§ SET EXERCISE
Reproduce the lines of the listing below verbatim, beginning with the line containing "point_to reports the position of each instance of the night" and continuing through the line containing "column 192, row 298". Include nothing outside that range.

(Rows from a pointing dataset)
++++++++

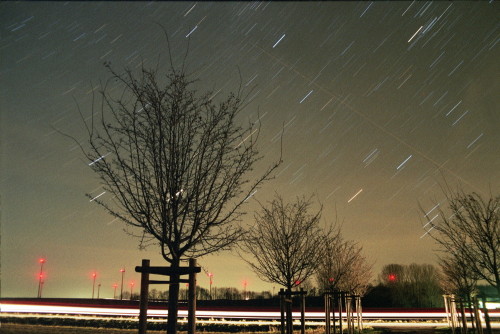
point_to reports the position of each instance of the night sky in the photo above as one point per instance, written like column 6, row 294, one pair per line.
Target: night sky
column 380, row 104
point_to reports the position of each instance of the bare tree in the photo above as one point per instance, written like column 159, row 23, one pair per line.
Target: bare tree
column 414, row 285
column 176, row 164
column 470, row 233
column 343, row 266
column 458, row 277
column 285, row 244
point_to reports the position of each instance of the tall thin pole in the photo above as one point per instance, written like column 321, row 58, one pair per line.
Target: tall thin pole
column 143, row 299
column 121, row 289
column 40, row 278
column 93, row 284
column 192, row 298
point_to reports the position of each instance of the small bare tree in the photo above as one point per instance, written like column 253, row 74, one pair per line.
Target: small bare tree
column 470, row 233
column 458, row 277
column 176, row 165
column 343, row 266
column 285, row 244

++++++++

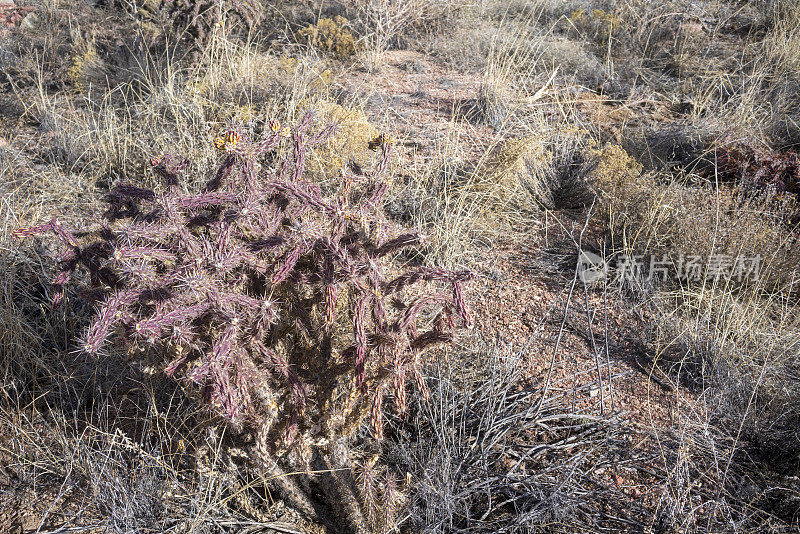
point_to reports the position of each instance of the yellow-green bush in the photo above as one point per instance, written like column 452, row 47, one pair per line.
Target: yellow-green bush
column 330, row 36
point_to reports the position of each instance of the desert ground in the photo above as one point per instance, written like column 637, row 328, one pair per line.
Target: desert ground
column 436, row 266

++++++++

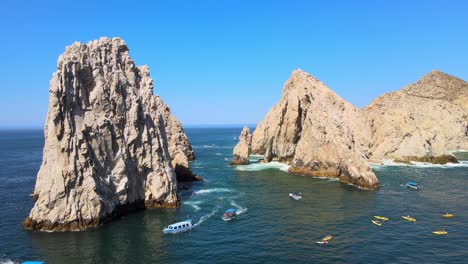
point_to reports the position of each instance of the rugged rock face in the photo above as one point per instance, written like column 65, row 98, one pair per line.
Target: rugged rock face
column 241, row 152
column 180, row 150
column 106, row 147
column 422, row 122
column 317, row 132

++++++++

§ ANSWER IN FULL
point_to reports the position of each instance of the night sky in the photo above as one point per instance, written like column 6, row 294, one pair per line.
Target: night sky
column 380, row 104
point_to reports the position of each instance of the bare tree in the photo above as one point per instance, written like column 159, row 23, one pair per line.
Target: bare tree
column 414, row 285
column 176, row 164
column 470, row 233
column 343, row 266
column 458, row 277
column 285, row 244
point_to reports the position of each instance of the tall thin pole in the photo above as one point per instance, written like column 321, row 58, one pair per line.
Target: tall thin pole
column 143, row 299
column 121, row 289
column 40, row 278
column 93, row 284
column 192, row 298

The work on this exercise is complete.